__TEXT SECTION__:
And, they don't... I am running prime95 with fsb set to 400 (1600mhz) and this is stable as a rock, which eliminates 1 of my worries (was worried that maybe I bent a pin or something while clipping the tabs)

so I am at a loss for what is causing it.

I am planning to try a Xeon with a 1333mhz fsb, specifically a X5460. Was talking on reddit about what I am doing currently, and they pointed out that the e5462 is essentially the same chip as the q8200, except for 3rd level cache being disabled on teh 8200.

So, I am hoping that the issues I have currently are only for the e5462, and won't come up with the x5460. But only time will tell I guess..

Any suggestions on what I should/shouldn't do?

Thanks


----------



## michaelb15 (Jun 13, 2008)

well, I think I may have a defective CPU. I have tried everything that I can find on the subject, I flashed the xeon micro-codes, played with voltages, and timings, and, nothing helped.

So, I shall try upping to a x5470. I think they have a x10 multi, so it will be much better for overclocking anyway  (I am embarrassed I tried replacing a multi-7 with another multi-7 LOL)


----------



## Aus_Karlos (Mar 10, 2007)

This mod only seems useful for benchmark purposes. Are you aware that applying the circuit sticker to the CPU you have disabled the CPUs ability to use SSE4.1?

You'll also need to make a custom BIOS file to flash your motherboard with to install the new microcode. ( Windows will usually do this on boot but as you have an "Unknown CPU" the microcode for the Xeon will never bee updated.)
How to Update CPU Microcode in Award or Phoenix BIOS - For LGA 771 & 775

This can brick your motherboard.


----------



## michaelb15 (Jun 13, 2008)

Aus_Karlos said:


> This mod only seems useful for benchmark purposes. Are you aware that applying the circuit sticker to the CPU you have disabled the CPUs ability to use SSE4.1?
> 
> You'll also need to make a custom BIOS file to flash your motherboard with to install the new microcode. ( Windows will usually do this on boot but as you have an "Unknown CPU" the microcode for the Xeon will never bee updated.)
> How to Update CPU Microcode in Award or Phoenix BIOS - For LGA 771 & 775
> ...


apperently the Xeons can absolutely be stable for regular computing, and, depending on the mobo, certain fetures (such as sse4.1) might not work, but I didn't have any of those issues. As far as I know, everything worked on the CPU, it showed up properly in both the BIOS, and things like cpu-z. (including virtualisation)

__ROWS__:
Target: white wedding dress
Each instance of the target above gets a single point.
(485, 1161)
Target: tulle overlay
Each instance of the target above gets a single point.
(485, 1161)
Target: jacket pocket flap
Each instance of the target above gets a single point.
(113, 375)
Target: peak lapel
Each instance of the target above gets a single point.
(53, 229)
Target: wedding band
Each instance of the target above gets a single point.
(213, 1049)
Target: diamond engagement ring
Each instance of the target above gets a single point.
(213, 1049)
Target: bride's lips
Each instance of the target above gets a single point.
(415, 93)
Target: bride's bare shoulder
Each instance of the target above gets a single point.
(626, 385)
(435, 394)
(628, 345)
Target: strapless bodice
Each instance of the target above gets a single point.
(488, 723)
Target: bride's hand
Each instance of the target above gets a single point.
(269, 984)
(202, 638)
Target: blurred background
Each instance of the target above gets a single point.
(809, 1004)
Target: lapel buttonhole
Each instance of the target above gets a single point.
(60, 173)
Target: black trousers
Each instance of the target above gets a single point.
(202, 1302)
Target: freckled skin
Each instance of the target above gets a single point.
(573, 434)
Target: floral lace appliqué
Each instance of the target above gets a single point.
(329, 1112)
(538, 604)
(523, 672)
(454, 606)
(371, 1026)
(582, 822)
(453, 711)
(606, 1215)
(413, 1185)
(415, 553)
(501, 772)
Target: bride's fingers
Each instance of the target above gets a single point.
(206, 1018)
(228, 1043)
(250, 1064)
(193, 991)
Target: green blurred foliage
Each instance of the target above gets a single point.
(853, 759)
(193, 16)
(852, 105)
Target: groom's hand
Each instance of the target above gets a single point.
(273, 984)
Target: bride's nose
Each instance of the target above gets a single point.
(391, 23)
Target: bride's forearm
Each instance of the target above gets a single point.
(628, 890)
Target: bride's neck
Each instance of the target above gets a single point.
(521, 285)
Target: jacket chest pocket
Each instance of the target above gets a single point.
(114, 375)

__WHAT YOU ARE ASKED TO DO__: In the forum thread about running a Xeon on a desktop motherboard, which model does the poster decide to try after suspecting a defective CPU? The records have no connection to the text.

__TASK OUTPUT__: The x5470.